— Task to complete —
In full and word for word, return the listing that follows.

— Given data —
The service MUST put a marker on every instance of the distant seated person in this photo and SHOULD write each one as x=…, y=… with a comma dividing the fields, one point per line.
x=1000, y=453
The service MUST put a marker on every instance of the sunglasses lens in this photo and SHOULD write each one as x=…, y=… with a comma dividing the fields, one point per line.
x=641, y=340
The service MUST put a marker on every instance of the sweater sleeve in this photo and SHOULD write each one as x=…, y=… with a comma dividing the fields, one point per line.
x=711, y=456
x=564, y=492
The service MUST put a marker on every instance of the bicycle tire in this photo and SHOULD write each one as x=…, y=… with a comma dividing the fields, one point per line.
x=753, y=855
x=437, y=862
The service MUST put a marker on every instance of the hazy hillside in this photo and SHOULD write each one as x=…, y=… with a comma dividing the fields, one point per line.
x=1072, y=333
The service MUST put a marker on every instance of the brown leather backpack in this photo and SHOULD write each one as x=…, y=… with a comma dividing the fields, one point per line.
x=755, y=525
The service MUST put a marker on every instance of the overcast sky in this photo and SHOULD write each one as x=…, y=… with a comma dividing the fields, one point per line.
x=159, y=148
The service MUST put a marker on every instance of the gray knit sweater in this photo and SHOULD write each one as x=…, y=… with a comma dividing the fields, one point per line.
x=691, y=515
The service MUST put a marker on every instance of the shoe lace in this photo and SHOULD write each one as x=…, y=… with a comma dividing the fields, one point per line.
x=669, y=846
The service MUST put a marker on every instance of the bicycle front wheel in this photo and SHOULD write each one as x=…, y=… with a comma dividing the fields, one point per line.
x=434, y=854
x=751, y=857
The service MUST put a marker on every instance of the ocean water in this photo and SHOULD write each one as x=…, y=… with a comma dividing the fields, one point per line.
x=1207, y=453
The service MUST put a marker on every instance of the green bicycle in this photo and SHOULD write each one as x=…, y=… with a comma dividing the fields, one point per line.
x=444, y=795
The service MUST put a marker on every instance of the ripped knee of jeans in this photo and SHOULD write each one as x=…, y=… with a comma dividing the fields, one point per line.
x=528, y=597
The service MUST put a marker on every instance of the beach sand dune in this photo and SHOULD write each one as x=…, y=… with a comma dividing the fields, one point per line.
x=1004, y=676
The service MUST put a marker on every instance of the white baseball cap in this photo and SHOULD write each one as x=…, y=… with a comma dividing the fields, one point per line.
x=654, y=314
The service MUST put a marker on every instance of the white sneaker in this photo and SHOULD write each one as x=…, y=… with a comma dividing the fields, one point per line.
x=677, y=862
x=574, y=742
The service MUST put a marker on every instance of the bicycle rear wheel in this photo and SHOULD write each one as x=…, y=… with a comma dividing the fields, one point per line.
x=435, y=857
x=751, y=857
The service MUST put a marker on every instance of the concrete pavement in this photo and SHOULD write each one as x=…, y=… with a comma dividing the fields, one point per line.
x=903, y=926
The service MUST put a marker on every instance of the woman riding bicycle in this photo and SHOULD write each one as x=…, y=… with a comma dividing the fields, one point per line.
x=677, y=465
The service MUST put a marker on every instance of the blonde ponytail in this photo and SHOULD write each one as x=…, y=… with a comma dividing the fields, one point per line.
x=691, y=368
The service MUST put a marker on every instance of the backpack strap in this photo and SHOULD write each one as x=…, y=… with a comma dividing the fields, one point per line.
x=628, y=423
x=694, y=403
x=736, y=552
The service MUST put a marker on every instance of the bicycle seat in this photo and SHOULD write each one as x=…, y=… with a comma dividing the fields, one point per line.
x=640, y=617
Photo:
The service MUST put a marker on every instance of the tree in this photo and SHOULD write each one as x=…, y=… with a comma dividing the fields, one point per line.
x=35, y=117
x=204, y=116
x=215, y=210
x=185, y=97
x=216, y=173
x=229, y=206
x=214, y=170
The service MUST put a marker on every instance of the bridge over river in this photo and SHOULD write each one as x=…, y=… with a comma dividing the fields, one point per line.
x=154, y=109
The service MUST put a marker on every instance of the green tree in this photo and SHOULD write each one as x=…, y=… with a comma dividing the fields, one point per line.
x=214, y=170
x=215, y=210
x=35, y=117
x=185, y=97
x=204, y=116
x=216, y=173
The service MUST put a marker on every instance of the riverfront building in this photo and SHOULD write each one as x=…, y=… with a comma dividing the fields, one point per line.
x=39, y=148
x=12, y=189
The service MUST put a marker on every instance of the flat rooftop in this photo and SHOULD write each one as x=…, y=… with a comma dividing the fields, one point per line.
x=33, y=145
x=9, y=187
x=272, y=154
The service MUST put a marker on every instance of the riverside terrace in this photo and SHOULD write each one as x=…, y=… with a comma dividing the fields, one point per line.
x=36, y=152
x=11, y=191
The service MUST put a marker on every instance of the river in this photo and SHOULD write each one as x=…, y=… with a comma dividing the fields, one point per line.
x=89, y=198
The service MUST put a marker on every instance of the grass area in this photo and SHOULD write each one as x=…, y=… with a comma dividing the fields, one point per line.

— Response box —
The service MUST put a marker on every instance of the distant seated person in this photo and SHOULD write each one as x=…, y=… with a comma dividing the fields, one point per line.
x=1000, y=453
The service MUST put a marker on every instance of the sunglasses lens in this photo and SHOULD write each one as x=…, y=… with a comma dividing the fields, one point per line.
x=641, y=340
The service MUST put a marker on every instance of the sweater sleeve in this photo and SHOULD write each one as x=…, y=… with a comma dividing the fields, one point per line.
x=711, y=456
x=564, y=492
The service MUST put a marker on every instance of the bicycle tire in this photo and SHOULD write each one as x=…, y=… with a comma dividing the fields, one point per line.
x=753, y=855
x=437, y=862
The service MUST put a marker on every instance of the hazy hillside in this photo and SHOULD write each one as x=…, y=… with a comma dividing the fields, one point per line.
x=1072, y=333
The service MUST put a marker on every instance of the brown leather backpack in this photo and SHOULD write each one as x=…, y=… with a comma dividing the fields, one point per line.
x=755, y=525
The service MUST put a marker on every instance of the overcast sky in this photo and SHOULD write each one as x=…, y=… with a comma dividing the fields, one point per line.
x=159, y=148
The service MUST put a marker on every instance of the gray knit sweater in this photo and SHOULD write each one as x=…, y=… with a comma dividing the fields, one point per line.
x=691, y=515
The service MUST put a marker on every instance of the shoe lace in this photo and SHOULD write each one as x=…, y=… with a comma dividing the fields, one point per line.
x=669, y=846
The service MUST put a marker on every instance of the bicycle front wheel in this photo and SHOULD write each one as x=…, y=… with a comma dividing the fields, one point per line.
x=434, y=854
x=751, y=857
The service MUST put a marker on every instance of the ocean water in this photo and SHOULD write each one as x=…, y=… with a comma dividing the fields, one point per line.
x=1207, y=453
The service MUST put a marker on every instance of the green bicycle in this photo and SHOULD write each one as x=…, y=… with a comma dividing the fields, one point per line.
x=444, y=795
The service MUST put a marker on every instance of the ripped knee of jeans in this photo and SHOULD write each one as x=…, y=… with a comma dividing the fields, one point per line.
x=528, y=597
The service MUST put a marker on every instance of the beach sand dune in this photo and SHOULD write each one as x=…, y=… with a comma dividing the fields, one point per line.
x=1004, y=676
The service MUST put a marker on every instance of the white baseball cap in this photo and SHOULD write each one as x=…, y=… with a comma dividing the fields, one point per line.
x=654, y=314
The service MUST put a marker on every instance of the white sneaker in this photo and SHOULD write each one as x=…, y=… with a comma dividing the fields, one point per line.
x=677, y=862
x=574, y=742
The service MUST put a marker on every instance of the bicycle rear wheel in this photo and SHOULD write each one as x=…, y=… with a comma dividing the fields, one point per line.
x=435, y=857
x=751, y=857
The service MUST put a marker on every instance of the concrete pavement in this photo and SHOULD write each one as x=…, y=… with a comma dividing the fields, one point per line.
x=903, y=926
The service MUST put a marker on every instance of the woman riding bicycle in this photo and SHOULD write each one as x=…, y=… with a comma dividing the fields, one point per line.
x=677, y=465
The service MUST put a marker on every instance of the blonde ponytail in this photo and SHOULD write each one as x=…, y=… with a comma dividing the fields, one point per line.
x=691, y=368
The service MUST put a marker on every instance of the backpack strap in this photo and SHOULD write each one as x=…, y=… with a comma dividing the fields, one point per line.
x=628, y=423
x=694, y=403
x=736, y=552
The service MUST put a marker on every instance of the bicycle seat in this photo and SHOULD write each one as x=…, y=… with a comma dividing the fields, one point per line.
x=640, y=617
Photo:
The service MUST put a marker on every instance of the tree in this photo and SHOULD write each one as x=…, y=… with a comma dividing the fields, one point per line.
x=35, y=117
x=204, y=116
x=215, y=210
x=185, y=97
x=216, y=173
x=229, y=206
x=214, y=170
The service MUST put a marker on every instance of the bridge over river in this photo and SHOULD write each one as x=…, y=… with a comma dividing the fields, one point per line.
x=154, y=109
The service MUST put a marker on every instance of the green tree in this photo and SHOULD write each one as x=…, y=… with a comma dividing the fields, one point per line.
x=214, y=170
x=215, y=210
x=35, y=117
x=185, y=97
x=204, y=116
x=216, y=173
The service MUST put a marker on every instance of the riverfront building in this photo and SHOULD write each one as x=…, y=… with a comma dividing the fields, one point per line.
x=39, y=148
x=12, y=189
The service MUST put a marker on every instance of the flat rooftop in this photo and SHOULD write each one as x=…, y=… with a comma dividing the fields, one point per line.
x=33, y=145
x=9, y=187
x=272, y=154
The service MUST put a marker on every instance of the riverside terrace in this photo and SHOULD write each one as x=…, y=… with a comma dividing the fields, one point per line.
x=36, y=152
x=11, y=191
The service MUST put a marker on every instance of the river in this photo and SHOULD write each one as x=…, y=… with a comma dividing the fields, one point per line.
x=89, y=198
The service MUST put a marker on every instance of the grass area in this photo and SHOULD write each one as x=…, y=… with a comma dividing the fields, one point per line.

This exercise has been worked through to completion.